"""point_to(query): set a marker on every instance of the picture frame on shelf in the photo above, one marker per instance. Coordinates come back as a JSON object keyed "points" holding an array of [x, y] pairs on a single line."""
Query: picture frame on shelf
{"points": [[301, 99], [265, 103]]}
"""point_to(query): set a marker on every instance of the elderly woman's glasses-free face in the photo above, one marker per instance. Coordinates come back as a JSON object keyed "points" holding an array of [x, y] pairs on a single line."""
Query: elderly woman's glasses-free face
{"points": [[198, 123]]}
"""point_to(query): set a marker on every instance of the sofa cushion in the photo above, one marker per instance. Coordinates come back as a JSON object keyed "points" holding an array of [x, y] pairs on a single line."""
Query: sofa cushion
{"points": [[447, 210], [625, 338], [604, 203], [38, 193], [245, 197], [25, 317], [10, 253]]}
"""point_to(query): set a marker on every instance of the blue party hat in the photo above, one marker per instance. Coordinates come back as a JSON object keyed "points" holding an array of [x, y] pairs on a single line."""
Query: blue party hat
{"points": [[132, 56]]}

SET PROBLEM – Write out all the records above again, exactly as they stand.

THE COMPLETED TASK –
"""point_to(query): set a marker on every instance of the picture frame on shelf in the photo above, one marker per instance. Coordinates come back as a JSON object keyed "points" holding an array of [x, y] pairs on a single line."""
Query: picture frame on shelf
{"points": [[301, 99], [265, 103]]}
"""point_to(query): set a marker on every instance of the elderly woman's glasses-free face in the photo above, one marker per instance. Coordinates come back as a JSON object keyed "points" holding an array of [x, y] pairs on a single line."""
Query: elderly woman's glasses-free face
{"points": [[198, 123]]}
"""point_to(query): set a marker on every instance of the sofa cushion in the photo above, one marker per instance. Coordinates come back as a JSON object keyed "points" holding an array of [x, y] pairs on a single line."""
Query: sofa cushion
{"points": [[447, 210], [625, 338], [604, 203], [38, 193], [245, 197], [25, 317], [10, 253]]}
"""point_to(query): set a marker on every instance of the blue party hat in the photo above, one marker per instance. Coordinates come back as a JSON object keyed "points" holding an array of [x, y] pairs on a single line."""
Query: blue party hat
{"points": [[132, 56]]}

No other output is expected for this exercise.